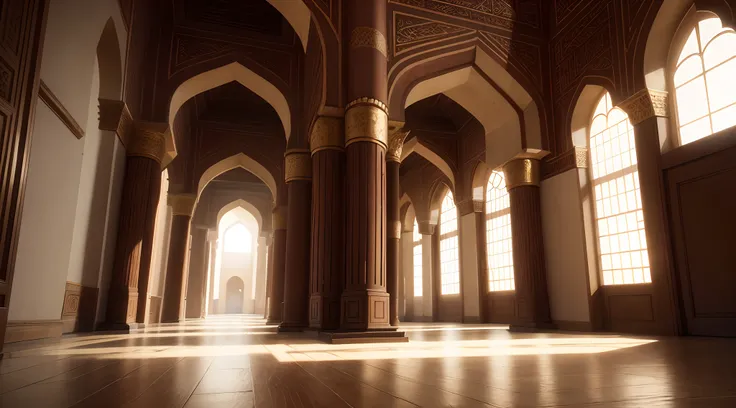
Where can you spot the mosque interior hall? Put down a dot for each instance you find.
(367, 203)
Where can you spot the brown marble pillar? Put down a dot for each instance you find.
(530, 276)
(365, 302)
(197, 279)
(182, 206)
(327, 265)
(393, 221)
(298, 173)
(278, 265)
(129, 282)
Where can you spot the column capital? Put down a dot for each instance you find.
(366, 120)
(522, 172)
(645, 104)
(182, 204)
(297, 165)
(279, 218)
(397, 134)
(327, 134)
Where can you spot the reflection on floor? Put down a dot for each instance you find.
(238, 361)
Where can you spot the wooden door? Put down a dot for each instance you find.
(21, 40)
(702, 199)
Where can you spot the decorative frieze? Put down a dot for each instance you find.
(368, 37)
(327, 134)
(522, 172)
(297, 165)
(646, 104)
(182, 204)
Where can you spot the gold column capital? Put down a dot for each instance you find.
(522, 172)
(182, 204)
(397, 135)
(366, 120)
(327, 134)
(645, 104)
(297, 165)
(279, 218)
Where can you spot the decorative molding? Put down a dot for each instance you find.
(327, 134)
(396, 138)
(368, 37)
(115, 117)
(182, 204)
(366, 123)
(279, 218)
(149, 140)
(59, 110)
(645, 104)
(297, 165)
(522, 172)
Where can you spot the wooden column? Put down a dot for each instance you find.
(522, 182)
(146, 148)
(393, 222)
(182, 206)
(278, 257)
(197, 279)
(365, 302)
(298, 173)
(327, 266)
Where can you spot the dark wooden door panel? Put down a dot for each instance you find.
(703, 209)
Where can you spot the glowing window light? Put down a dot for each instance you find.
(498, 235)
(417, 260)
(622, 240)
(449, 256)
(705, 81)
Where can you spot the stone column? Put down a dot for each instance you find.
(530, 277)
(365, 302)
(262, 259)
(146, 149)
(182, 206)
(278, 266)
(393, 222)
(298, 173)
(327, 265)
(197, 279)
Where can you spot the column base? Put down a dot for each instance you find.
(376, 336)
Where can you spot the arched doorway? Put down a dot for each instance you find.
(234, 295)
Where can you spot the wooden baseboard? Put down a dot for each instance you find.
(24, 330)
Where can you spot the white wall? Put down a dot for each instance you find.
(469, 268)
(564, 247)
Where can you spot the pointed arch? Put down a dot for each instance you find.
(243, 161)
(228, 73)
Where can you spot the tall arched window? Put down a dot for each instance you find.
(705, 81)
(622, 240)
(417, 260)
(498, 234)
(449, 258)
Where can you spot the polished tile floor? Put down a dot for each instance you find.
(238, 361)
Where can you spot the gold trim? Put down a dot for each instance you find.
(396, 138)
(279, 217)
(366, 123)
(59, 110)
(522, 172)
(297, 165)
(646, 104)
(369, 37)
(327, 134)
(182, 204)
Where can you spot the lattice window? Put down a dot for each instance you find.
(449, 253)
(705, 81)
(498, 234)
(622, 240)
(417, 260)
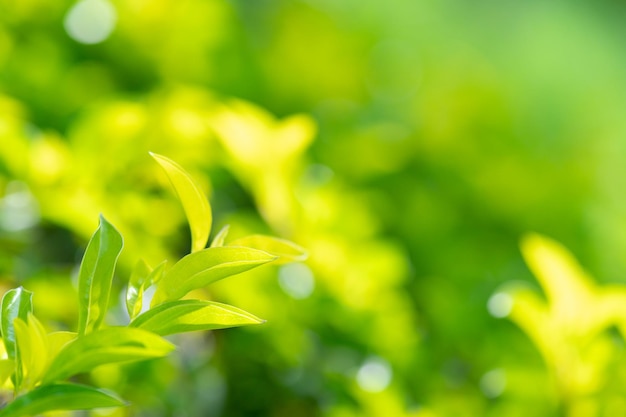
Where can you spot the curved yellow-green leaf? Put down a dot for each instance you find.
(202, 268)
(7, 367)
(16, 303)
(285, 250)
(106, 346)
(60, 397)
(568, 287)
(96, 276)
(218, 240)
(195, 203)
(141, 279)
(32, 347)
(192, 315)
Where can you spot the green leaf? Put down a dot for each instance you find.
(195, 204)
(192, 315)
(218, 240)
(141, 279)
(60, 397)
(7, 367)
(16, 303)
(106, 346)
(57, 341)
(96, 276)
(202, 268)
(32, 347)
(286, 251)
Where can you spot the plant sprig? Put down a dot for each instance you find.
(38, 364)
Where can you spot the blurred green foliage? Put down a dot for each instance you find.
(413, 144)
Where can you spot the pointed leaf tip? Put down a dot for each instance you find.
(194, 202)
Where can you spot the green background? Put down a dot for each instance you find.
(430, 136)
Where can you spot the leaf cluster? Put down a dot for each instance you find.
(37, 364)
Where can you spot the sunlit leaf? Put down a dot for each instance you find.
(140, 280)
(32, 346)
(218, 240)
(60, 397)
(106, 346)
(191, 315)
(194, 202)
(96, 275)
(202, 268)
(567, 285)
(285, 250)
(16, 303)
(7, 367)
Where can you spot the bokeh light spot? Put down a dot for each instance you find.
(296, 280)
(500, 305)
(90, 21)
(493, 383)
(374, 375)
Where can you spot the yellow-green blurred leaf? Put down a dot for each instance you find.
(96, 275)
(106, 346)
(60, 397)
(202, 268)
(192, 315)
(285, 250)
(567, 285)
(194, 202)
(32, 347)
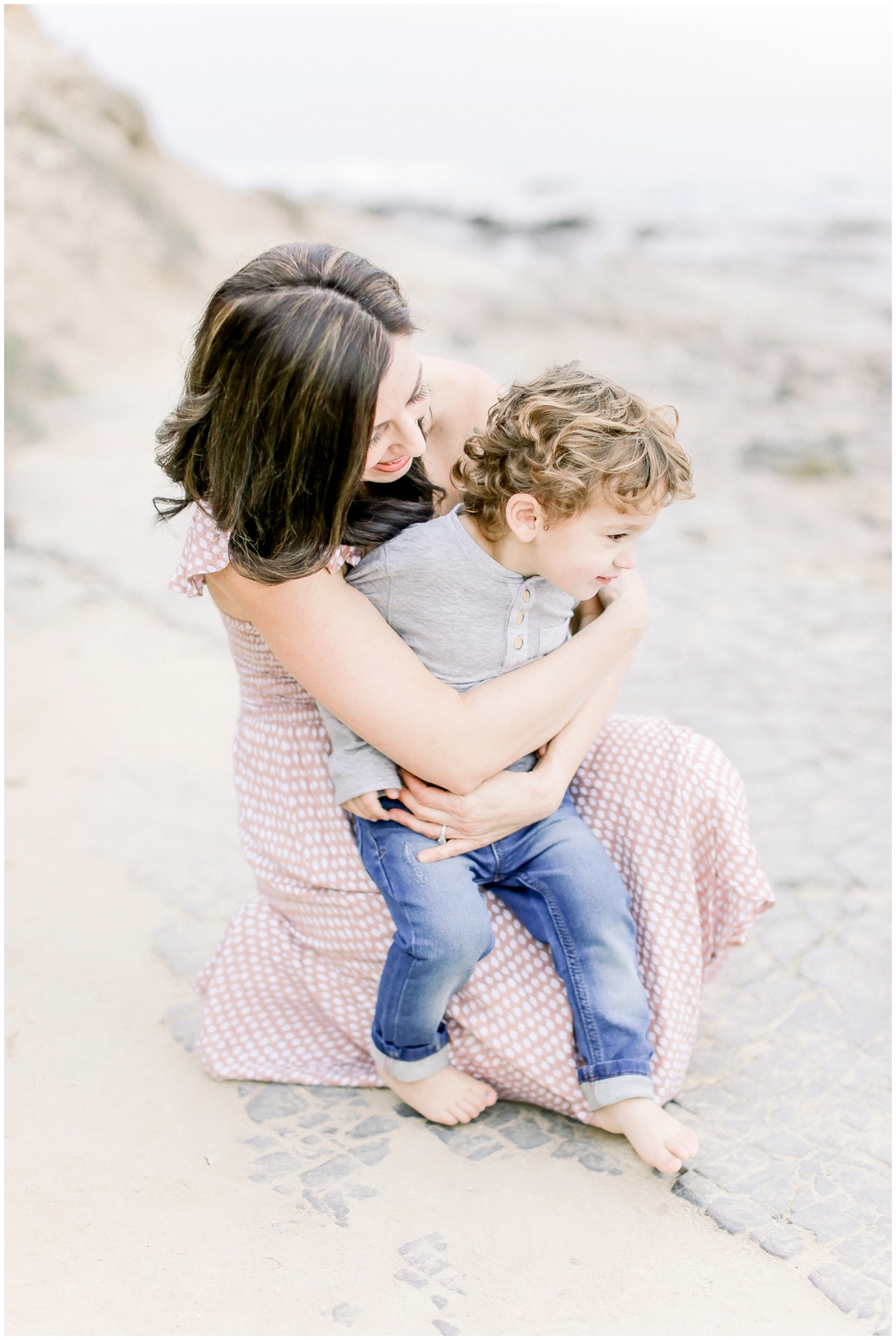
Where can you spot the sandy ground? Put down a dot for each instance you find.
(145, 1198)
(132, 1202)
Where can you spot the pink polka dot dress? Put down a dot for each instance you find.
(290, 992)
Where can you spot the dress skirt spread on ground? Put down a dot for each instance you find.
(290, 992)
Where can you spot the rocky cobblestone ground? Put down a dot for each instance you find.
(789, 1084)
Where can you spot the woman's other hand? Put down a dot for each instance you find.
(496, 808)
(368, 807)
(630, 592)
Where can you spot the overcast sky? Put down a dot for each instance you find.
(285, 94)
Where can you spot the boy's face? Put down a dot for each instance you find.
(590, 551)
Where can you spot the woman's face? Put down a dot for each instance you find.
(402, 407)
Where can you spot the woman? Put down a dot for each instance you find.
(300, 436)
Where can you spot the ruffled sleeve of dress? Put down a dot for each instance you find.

GOAL OF THE EXERCISE
Please copy all of the material above word for word, leaving the pictures out.

WORKED ANSWER
Where can you spot the mosque interior hall? Put down a dot for each instance you find.
(367, 203)
Where can you spot the brown marble pillar? Put down a dot for each instance you find.
(530, 276)
(365, 302)
(197, 279)
(182, 206)
(327, 265)
(393, 221)
(298, 173)
(278, 265)
(129, 282)
Where can you spot the column capital? Put down a dot for each instance you find.
(366, 120)
(522, 172)
(645, 104)
(182, 204)
(297, 165)
(279, 218)
(397, 134)
(327, 134)
Where can you spot the reflection on floor? Put down a dot for each instance you find.
(238, 361)
Where can you spot the wooden door? Put down a dot for each instance you find.
(21, 40)
(702, 199)
Where can you spot the decorative frieze? Put down a dot for each instance you find.
(368, 37)
(327, 134)
(522, 172)
(297, 165)
(646, 104)
(182, 204)
Where can you spot the gold column capital? Put down a dot for each instance you find.
(522, 172)
(182, 204)
(397, 135)
(366, 120)
(327, 134)
(645, 104)
(297, 165)
(279, 218)
Where can you spot the decorative molding? Put down a dot for each instance you find.
(327, 134)
(396, 138)
(368, 37)
(115, 117)
(182, 204)
(366, 123)
(279, 218)
(149, 140)
(59, 110)
(645, 104)
(297, 165)
(522, 172)
Where can you spot the wooden column? Put down a dot for each instance you find.
(522, 182)
(146, 148)
(393, 222)
(182, 206)
(278, 257)
(197, 279)
(365, 302)
(298, 173)
(327, 266)
Where can you spot the dark wooden door panel? Put down a dot for each instance you find.
(703, 209)
Where can you spot the glowing window light? Put down a dot for each instance you find.
(498, 235)
(417, 260)
(622, 240)
(449, 256)
(705, 81)
Where can you spot the stone column? Put down a dot for each instance you find.
(530, 277)
(365, 302)
(262, 259)
(146, 149)
(182, 206)
(278, 266)
(393, 222)
(298, 173)
(327, 265)
(197, 279)
Where can you spot the column base? Put down a dot for each instance you find.
(376, 336)
Where can you spot the arched doorway? Put down a dot for each instance you find.
(234, 295)
Where can you spot the wooden baseboard? Put down a dot for each instance you find.
(24, 330)
Where can you spot the white wall? Put down a dot for each instance you find.
(469, 268)
(564, 247)
Where can you spot the pointed arch? Put down a dot for each instance you find.
(243, 161)
(228, 73)
Where can you spot the tall arched window? Put down a dot for each instance you find.
(705, 81)
(622, 240)
(417, 260)
(498, 234)
(449, 258)
Where can you spot the polished tile floor? Put down a dot for each instance you find.
(238, 361)
Where can you spot the gold trim? Put down a dot for each instance you find.
(396, 138)
(279, 217)
(366, 123)
(59, 110)
(522, 172)
(297, 165)
(646, 104)
(369, 37)
(327, 134)
(182, 204)
Where can you spot the lattice window? Put down a dot for each instance you find.
(449, 253)
(705, 81)
(498, 234)
(622, 240)
(417, 260)
Where can you spot the curved yellow-green leaf? Put down a dot for each instance you find.
(202, 268)
(7, 367)
(16, 303)
(285, 250)
(106, 346)
(60, 397)
(568, 287)
(96, 276)
(218, 240)
(195, 203)
(141, 279)
(32, 347)
(192, 315)
Where can you spot the green leaf? Put down a dot for each instance you find.
(195, 204)
(192, 315)
(218, 240)
(141, 279)
(60, 397)
(7, 367)
(16, 303)
(106, 346)
(57, 341)
(96, 276)
(202, 268)
(32, 347)
(286, 251)
Where can you spot the plant sprig? Put down a dot for each instance you find.
(38, 364)
Where can you spot the blurred green foliage? Put down a dot for each instance you find.
(413, 144)
Where can you spot the pointed leaf tip? Put down a dot for each instance you find.
(194, 202)
Where can you spot the green background? Put down a dot for each instance you find.
(430, 136)
Where can you spot the leaf cluster? Put down a dot for each instance you find.
(37, 364)
Where can you spot the sunlit leaf? Put down a dot for each instance you find.
(140, 280)
(32, 346)
(218, 240)
(60, 397)
(106, 346)
(191, 315)
(194, 202)
(96, 275)
(202, 268)
(567, 285)
(285, 250)
(16, 303)
(7, 367)
Where can you spot the bokeh light spot? Put down a dot for each instance you find.
(296, 280)
(500, 305)
(90, 21)
(493, 383)
(374, 375)
Where can you spot the yellow-green blurred leaf? Put down a dot for each instance you find.
(96, 275)
(106, 346)
(60, 397)
(202, 268)
(192, 315)
(285, 250)
(567, 285)
(194, 202)
(32, 347)
Where can you spot the sandy ground? Put down a dot for each instance you find.
(145, 1198)
(132, 1202)
Where can you spot the pink polka dot dress? Put down a dot for each instance you find.
(290, 992)
Where can you spot the dress skirt spread on ground? Put down a dot for each instance you find.
(290, 992)
Where can you spot the rocky cobblestone ground? Put down a dot for each instance you find.
(789, 1084)
Where can you spot the woman's other hand? Put down a dot for each instance you find.
(496, 808)
(368, 807)
(630, 592)
Where can you spot the overcast sky? Put down a dot for each instance you find.
(285, 94)
Where can you spot the boy's face? Put down a dot for each instance you find.
(590, 551)
Where can you spot the woman's face? Put down a dot for each instance you find.
(402, 407)
Where can you spot the woman? Put down a dot for each instance you find.
(300, 436)
Where can you spot the ruffled sleeve of dress? Put down a dot for each instance you find.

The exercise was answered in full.